[start Records supplied]

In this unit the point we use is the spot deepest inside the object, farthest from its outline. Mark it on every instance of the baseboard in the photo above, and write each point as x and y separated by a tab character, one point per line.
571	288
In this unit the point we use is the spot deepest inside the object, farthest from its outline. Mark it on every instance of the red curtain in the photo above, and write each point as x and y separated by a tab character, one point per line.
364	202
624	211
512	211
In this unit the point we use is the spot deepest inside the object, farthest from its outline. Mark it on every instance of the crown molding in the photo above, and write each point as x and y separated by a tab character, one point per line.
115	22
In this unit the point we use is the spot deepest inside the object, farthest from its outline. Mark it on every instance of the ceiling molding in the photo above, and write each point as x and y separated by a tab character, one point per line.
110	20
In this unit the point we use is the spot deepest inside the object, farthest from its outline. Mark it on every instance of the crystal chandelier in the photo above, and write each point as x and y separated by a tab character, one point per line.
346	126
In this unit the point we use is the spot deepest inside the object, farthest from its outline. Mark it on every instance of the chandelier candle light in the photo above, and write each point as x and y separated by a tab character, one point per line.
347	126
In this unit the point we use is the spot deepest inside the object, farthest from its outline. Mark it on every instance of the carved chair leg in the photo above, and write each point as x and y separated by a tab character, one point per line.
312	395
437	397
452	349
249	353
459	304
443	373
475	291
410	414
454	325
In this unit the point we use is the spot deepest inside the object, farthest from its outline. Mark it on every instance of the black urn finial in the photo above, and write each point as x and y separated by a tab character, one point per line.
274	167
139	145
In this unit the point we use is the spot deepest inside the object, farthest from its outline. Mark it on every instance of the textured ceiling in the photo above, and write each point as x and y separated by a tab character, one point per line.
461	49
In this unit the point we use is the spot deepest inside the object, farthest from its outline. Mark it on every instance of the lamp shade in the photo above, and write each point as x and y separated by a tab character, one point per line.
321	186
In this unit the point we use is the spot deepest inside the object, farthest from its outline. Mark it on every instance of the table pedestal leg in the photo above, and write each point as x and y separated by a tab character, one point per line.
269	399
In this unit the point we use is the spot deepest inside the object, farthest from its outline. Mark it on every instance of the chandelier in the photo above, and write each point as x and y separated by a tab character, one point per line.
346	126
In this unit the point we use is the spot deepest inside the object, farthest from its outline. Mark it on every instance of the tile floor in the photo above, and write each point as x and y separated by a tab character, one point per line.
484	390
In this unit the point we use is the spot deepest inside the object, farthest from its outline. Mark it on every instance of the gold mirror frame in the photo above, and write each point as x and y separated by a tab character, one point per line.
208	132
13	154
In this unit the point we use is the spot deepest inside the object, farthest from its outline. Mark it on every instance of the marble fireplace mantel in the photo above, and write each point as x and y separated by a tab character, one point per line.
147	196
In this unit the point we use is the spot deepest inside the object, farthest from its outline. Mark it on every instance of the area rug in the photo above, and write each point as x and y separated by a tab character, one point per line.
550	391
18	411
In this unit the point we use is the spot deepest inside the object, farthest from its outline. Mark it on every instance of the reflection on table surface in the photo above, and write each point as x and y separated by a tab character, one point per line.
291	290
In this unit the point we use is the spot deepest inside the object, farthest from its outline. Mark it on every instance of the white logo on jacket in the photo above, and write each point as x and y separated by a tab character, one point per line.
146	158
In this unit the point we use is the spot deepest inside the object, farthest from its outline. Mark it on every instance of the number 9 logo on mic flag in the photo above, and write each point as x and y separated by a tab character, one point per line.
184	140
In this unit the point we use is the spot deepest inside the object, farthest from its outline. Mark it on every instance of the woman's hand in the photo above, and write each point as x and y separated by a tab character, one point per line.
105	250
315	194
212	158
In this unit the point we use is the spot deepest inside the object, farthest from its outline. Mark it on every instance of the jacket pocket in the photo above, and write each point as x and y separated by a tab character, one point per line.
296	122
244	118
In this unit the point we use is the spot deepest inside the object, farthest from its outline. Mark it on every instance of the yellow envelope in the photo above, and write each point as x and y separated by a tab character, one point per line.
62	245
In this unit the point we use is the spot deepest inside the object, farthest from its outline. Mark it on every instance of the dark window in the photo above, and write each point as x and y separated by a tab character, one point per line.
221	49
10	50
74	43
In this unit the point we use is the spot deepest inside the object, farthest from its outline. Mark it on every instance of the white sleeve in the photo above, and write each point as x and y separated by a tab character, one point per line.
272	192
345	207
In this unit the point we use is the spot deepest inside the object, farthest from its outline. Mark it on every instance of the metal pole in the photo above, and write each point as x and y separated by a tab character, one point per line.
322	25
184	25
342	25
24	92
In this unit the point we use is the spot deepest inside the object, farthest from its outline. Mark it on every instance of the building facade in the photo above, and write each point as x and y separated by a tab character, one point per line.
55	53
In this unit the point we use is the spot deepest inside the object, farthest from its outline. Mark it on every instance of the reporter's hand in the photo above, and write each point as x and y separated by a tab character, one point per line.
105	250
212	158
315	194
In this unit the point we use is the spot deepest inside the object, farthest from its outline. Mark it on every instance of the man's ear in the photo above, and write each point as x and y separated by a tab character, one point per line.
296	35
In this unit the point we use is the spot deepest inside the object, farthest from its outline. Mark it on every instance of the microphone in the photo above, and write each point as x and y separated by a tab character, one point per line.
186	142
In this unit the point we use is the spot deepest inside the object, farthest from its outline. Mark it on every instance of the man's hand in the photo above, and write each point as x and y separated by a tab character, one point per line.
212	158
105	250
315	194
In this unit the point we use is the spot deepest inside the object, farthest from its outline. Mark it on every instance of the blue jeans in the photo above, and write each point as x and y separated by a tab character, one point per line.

[end Records supplied]

- _Stated problem_: Take the entries and copy them out exactly.

- _Response to the task_:
In this unit the point we use is the spot deepest inside the object, farthest from its outline. Mark it on every instance of the baseboard in the photo above, and write each point as x and y separated by a tab character, one point per line.
571	288
In this unit the point we use is the spot deepest inside the object, farthest from its outline. Mark it on every instance of the red curtain in the photo above, and write each point as x and y separated by a tab character, one point per line.
364	202
624	211
512	211
In this unit the point we use is the spot deepest inside the object, farthest from its outline. Mark it on every instance of the crown molding in the photo above, and write each point as x and y separated by a tab character, one point per line.
115	22
In this unit the point we use is the spot deepest inside the object, farthest from its outline. Mark it on every instance of the ceiling molding in the photo above, and write each point as x and y separated by a tab character, one point per line.
110	20
In this unit the point we use is the spot deepest inside the object, farthest from its outline. Mark it on every instance of the crystal chandelier in the photo above, and write each point as x and y separated by a tab character, one point per line.
346	126
In this unit the point we use is the spot deepest inside the object, farthest from its outline. Mark it on every instance of the chandelier candle light in the photo above, and write each point as x and y separated by a tab character, one point per line.
347	126
In this unit the point we use is the spot deepest inside the object, farthest from its outline. Mark it on every instance of the carved chair leg in the photo above, and write each point as x and y separated by a tab character, one point per line.
312	395
437	397
452	349
249	353
459	304
443	373
475	291
410	414
454	325
In this unit the point we use is the spot deepest inside the object, farthest from its outline. Mark it on every instance of the black urn finial in the photo above, and write each point as x and y separated by a tab character, one point per line.
274	167
139	145
In this unit the point we use is the spot deepest inside the object, farthest from its outline. Mark it on every instance of the textured ceiling in the photo above, and write each point as x and y separated by a tab character, one point per line.
461	49
In this unit the point we use is the spot deepest inside the object, farthest from its outline. Mark it on every instance of the lamp shade in the photo above, and write each point as x and y separated by a tab character, one point per line.
321	186
In this unit the point we use is the spot deepest inside the object, farthest from its outline. Mark it on every instance of the table pedestal leg in the photo above, and write each point as x and y separated by a tab character, one point per line.
269	399
In this unit the point we use is the spot deepest inside the object, farthest from its outline. Mark it on every instance of the chandelier in the photo above, and write each point as x and y separated by a tab character, one point per line.
346	126
In this unit the point we use is the spot deepest inside the object, farthest from its outline. Mark it on every instance of the tile floor in the photo above, and write each point as x and y separated by a tab character, one point per line.
484	390
In this unit the point we use is the spot deepest inside the object, farthest from its outline. Mark it on every instance of the gold mirror frame in the photo above, and write each point as x and y separated by a tab character, one point per line.
208	132
13	154
In this unit the point we use is the spot deepest inside the object, farthest from its outline. Mark it on every instance of the marble fireplace mantel in the photo above, and write each point as x and y separated by a tab character, one point per line.
147	196
In this unit the point we use is the spot deepest inside the object, farthest from its outline. Mark it on every instance of the area rug in the photo above, and write each point as x and y separated by a tab character, one point per line.
550	391
18	411
In this unit the point we use is the spot deepest inside the object, farthest from its outline. Mark it on every instance of the reflection on table surface in the photo above, and write each point as x and y separated by a tab character, one point per line.
291	290
In this unit the point we use is the spot deepest inside the object, farthest from its outline. Mark it on every instance of the white logo on jacket in the photo above, and write each point as x and y separated by a tab character, one point per line.
146	158
In this unit the point we use is the spot deepest inside the object, farthest from its outline. Mark it on every instance of the number 9 logo on mic flag in the photo above, and write each point as x and y separated by a tab character, one point per line.
184	140
In this unit the point we use is the spot deepest inside the object, farthest from its outline. Mark it on every instance of the woman's hand in the photo above, and write each point as x and y separated by a tab character, one point per line.
105	250
315	194
212	158
In this unit the point we use is the spot deepest inside the object, farthest from its outline. Mark it on every instance of the jacket pocket in the photo above, and write each point as x and y separated by a tab character, one point per line.
296	122
244	118
In this unit the point we use is the spot deepest inside the object, farthest from its outline. Mark it on every instance of the yellow envelope in the photo above, and write each point as x and y separated by a tab character, one point per line.
62	245
In this unit the point we use is the spot deepest inside the object, farthest from its outline. Mark it on every instance of the dark window in the photo above, and write each point as x and y separated by a tab character, one point per line.
221	49
10	50
74	43
In this unit the point we use is the spot deepest inside the object, farthest from its outline. Mark it on every instance of the white sleeve in the photo above, and write each point as x and y separated by a tab character, one point per line.
272	192
345	207
In this unit the point we use is the spot deepest inside the object, farthest from its outline. Mark it on every instance of the metal pole in the photo above, and write each point as x and y separated by a tab character, one point per line.
322	25
184	25
342	25
24	92
In this unit the point we use is the spot deepest inside the object, farthest from its outline. Mark it on every instance of the building facade in the photo above, and write each point as x and y separated by a tab character, one point per line.
55	53
In this unit the point we use is the spot deepest inside the object, farthest from its outline. Mark it on every instance of the reporter's hand in the photo above, and write each point as x and y separated by a tab character, one point per line.
105	250
212	158
315	194
In this unit the point we use is the spot deepest inside the object, farthest from its outline. Mark it on every instance of the man's ear in the photo above, and write each point as x and y separated by a tab character, one point per line.
296	35
In this unit the point we use is the spot deepest inside the object, farthest from its outline. Mark it on every instance of the microphone in the photo above, and write each point as x and y separated by a tab character, one point per line.
186	142
In this unit the point we use is the spot deepest inside the object, farthest from its outline. Mark it on every instance of the man's hand in the photo above, and write each point as x and y separated by a tab character, one point per line.
212	158
105	250
315	194
In this unit the point we use is the spot deepest inside the object, farthest from its outline. Mark it on every instance of the blue jeans in the photo above, and write each point as x and y separated by a tab character, one point per line.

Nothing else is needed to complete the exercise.